--- The problem ---
Repeat the records in full, exactly.
Content starts
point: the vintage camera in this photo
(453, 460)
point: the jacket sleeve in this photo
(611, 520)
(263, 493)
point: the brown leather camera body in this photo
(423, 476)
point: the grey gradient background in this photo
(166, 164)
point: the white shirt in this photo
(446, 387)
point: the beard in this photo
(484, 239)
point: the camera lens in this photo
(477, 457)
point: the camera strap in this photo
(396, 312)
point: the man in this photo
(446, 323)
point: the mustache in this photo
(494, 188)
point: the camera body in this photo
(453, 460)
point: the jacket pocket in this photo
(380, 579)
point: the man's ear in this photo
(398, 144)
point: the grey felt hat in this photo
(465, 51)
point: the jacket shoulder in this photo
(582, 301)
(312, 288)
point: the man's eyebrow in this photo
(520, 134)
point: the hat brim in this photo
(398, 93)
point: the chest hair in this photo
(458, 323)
Content ends
--- Output below ---
point: the vintage camera in this photo
(453, 460)
point: the jacket sleeve in this photo
(611, 520)
(263, 493)
point: the brown leather camera body in this photo
(423, 476)
point: the grey gradient background in this photo
(166, 164)
point: the white shirt in this photo
(446, 387)
point: the beard in this photo
(484, 239)
point: the camera lens in this photo
(477, 457)
point: the camera strap in this photo
(396, 312)
point: the man in this photo
(446, 323)
point: the mustache in this photo
(494, 188)
point: the camera body in this photo
(453, 460)
point: the jacket pocket in this photo
(380, 579)
point: the man's ear in this photo
(398, 144)
point: the grey felt hat in this photo
(465, 51)
point: the jacket shoulder in this photo
(582, 301)
(312, 288)
point: the man's eyebrow in this photo
(520, 134)
point: the hat brim in this photo
(398, 93)
point: the chest hair in this photo
(458, 323)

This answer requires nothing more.